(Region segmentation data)
-*-*-
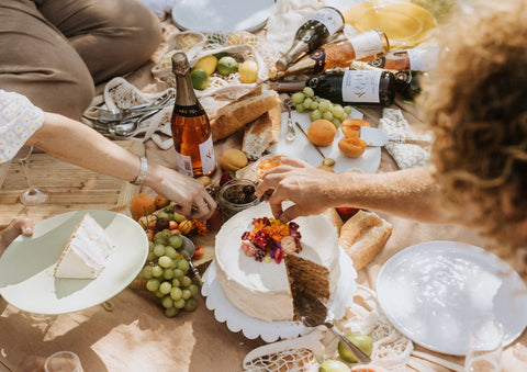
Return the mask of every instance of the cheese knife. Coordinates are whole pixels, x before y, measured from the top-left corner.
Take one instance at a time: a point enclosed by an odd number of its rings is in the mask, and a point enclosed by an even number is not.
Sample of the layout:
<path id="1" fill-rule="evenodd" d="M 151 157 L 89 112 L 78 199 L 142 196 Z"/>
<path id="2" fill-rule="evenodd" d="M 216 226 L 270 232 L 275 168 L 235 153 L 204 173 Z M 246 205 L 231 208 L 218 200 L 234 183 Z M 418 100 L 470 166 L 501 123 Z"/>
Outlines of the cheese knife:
-*-*-
Stated goal: Express each non-blank line of the records above as a JSON list of strings, one string per line. Leave the pictures out of the list.

Exercise result:
[
  "Return the mask of every instance of the cheese knife. Coordinates are whole pixels, x before y, measured from the top-left corner.",
  "Take one instance at a time: a point enclosed by an odd number of its rings is in the mask, and a point enclosed by an even number is not.",
  "Sample of the layout:",
  "<path id=\"1\" fill-rule=\"evenodd\" d=\"M 151 157 L 89 112 L 78 199 L 142 196 Z\"/>",
  "<path id=\"2\" fill-rule=\"evenodd\" d=\"M 216 226 L 270 232 L 275 168 L 235 153 L 204 173 Z M 246 205 L 231 208 L 218 200 L 234 183 Z M 418 100 L 470 166 L 501 123 Z\"/>",
  "Outlines of the cheese knife:"
]